§ Goal of the exercise
Please copy each of the following records line for line, without changing anything.

::: Recorded data

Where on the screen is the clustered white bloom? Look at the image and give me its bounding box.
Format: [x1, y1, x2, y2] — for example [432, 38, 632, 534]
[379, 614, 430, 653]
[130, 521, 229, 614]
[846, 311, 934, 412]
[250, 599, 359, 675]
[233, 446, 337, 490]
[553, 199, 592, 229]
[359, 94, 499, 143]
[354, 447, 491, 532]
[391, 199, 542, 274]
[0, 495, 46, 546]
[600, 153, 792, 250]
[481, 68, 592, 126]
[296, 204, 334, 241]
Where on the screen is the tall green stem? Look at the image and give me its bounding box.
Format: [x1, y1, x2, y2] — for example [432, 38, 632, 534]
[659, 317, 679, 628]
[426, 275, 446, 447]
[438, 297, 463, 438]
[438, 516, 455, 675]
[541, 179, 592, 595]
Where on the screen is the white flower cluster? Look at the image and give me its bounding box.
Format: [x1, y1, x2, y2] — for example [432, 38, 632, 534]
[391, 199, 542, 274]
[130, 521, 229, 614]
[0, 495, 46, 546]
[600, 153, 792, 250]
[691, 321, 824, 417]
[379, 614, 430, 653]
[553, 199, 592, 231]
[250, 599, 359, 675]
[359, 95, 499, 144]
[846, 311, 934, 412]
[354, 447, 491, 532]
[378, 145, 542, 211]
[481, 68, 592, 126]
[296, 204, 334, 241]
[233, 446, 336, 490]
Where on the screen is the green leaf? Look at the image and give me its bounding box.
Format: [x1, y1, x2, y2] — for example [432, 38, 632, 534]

::::::

§ The reply
Where on the screen is the clustered white bloom? Look at the image and give me its bounding box.
Format: [x1, y1, x2, y2] — for example [432, 38, 632, 534]
[379, 614, 430, 653]
[130, 521, 229, 614]
[846, 311, 934, 412]
[250, 599, 359, 675]
[233, 446, 337, 490]
[553, 199, 592, 229]
[359, 94, 499, 143]
[354, 447, 491, 532]
[391, 199, 542, 274]
[0, 495, 46, 546]
[600, 153, 792, 250]
[481, 68, 592, 126]
[296, 204, 334, 241]
Where on the screen is the tall green stem? Look at the image and give me its bounding box.
Format: [x1, y1, x2, y2] — for example [432, 38, 632, 534]
[659, 317, 679, 628]
[426, 275, 446, 447]
[438, 297, 463, 438]
[438, 516, 455, 675]
[541, 179, 592, 595]
Where on the screen is the white flower cluster? Look at the image and give me its bounding box.
Format: [x1, y1, x2, y2] — for example [432, 38, 632, 534]
[391, 199, 542, 274]
[130, 521, 229, 614]
[0, 495, 46, 546]
[600, 153, 792, 250]
[691, 321, 824, 417]
[379, 614, 430, 653]
[553, 199, 592, 231]
[250, 599, 359, 675]
[359, 95, 499, 144]
[846, 311, 934, 412]
[354, 447, 491, 532]
[378, 145, 542, 211]
[481, 68, 592, 126]
[296, 204, 334, 241]
[233, 446, 336, 490]
Where on the screen is the green leaf? Look at the image and give me its bounding box.
Format: [x1, y1, x2, y2] — for example [432, 38, 632, 534]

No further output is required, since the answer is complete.